— start of DATASET EXTRACT —

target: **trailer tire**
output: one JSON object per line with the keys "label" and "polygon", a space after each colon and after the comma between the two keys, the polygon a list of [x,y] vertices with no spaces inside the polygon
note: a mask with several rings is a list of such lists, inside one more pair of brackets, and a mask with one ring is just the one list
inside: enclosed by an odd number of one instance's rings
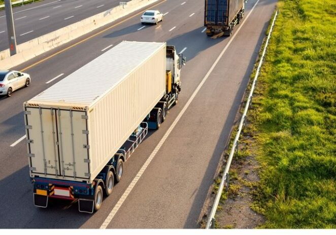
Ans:
{"label": "trailer tire", "polygon": [[162,122],[163,122],[164,120],[165,120],[165,117],[167,116],[167,104],[166,103],[164,103],[163,105],[162,108]]}
{"label": "trailer tire", "polygon": [[114,175],[111,171],[109,171],[106,176],[106,183],[105,184],[105,194],[109,196],[112,193],[114,186]]}
{"label": "trailer tire", "polygon": [[179,90],[177,88],[176,89],[176,91],[175,93],[176,94],[176,98],[175,98],[175,100],[174,101],[174,105],[176,105],[179,103],[179,93],[180,92],[179,91]]}
{"label": "trailer tire", "polygon": [[156,129],[160,128],[161,123],[162,120],[162,113],[161,109],[157,109],[157,113],[156,114]]}
{"label": "trailer tire", "polygon": [[119,182],[121,179],[121,177],[124,173],[124,161],[121,158],[119,158],[117,162],[117,171],[116,174],[116,181]]}
{"label": "trailer tire", "polygon": [[95,211],[100,209],[103,202],[103,188],[100,185],[97,185],[94,190],[94,204],[93,208]]}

— end of DATASET EXTRACT —

**GIVEN TASK**
Arrange the lines above as a JSON list of strings, one string per line with blank lines left out. Leave out the picture.

**WORKED SOLUTION**
[
  "target: **trailer tire**",
  "output: one JSON object per line with the keys \"label\" and \"polygon\", a space after each colon and after the comma between the two keys, the polygon a list of [x,y] vertices with no spaces inside the polygon",
  "note: a mask with several rings is a list of such lists, inside one more pair of brackets, and a mask with one ring is just the one list",
  "inside: enclosed by an odd number of one instance's rings",
  "Ans:",
  "{\"label\": \"trailer tire\", \"polygon\": [[162,122],[163,122],[164,120],[165,120],[165,117],[167,116],[167,104],[166,103],[164,103],[163,105],[162,108]]}",
  "{\"label\": \"trailer tire\", \"polygon\": [[114,175],[111,171],[109,171],[106,176],[106,183],[105,184],[105,194],[109,196],[112,193],[114,186]]}",
  "{\"label\": \"trailer tire\", \"polygon\": [[179,90],[177,88],[176,89],[176,91],[175,93],[176,94],[176,98],[175,98],[175,100],[174,101],[174,105],[176,105],[179,103],[179,93],[180,92],[179,91]]}",
  "{\"label\": \"trailer tire\", \"polygon\": [[156,129],[160,128],[161,123],[162,120],[162,113],[161,109],[157,109],[157,113],[156,114]]}",
  "{\"label\": \"trailer tire\", \"polygon\": [[119,182],[121,179],[121,177],[124,173],[124,161],[121,158],[119,158],[117,162],[117,171],[116,174],[116,181]]}",
  "{\"label\": \"trailer tire\", \"polygon\": [[95,211],[100,209],[103,202],[103,188],[100,185],[97,185],[94,190],[94,204],[93,208]]}"
]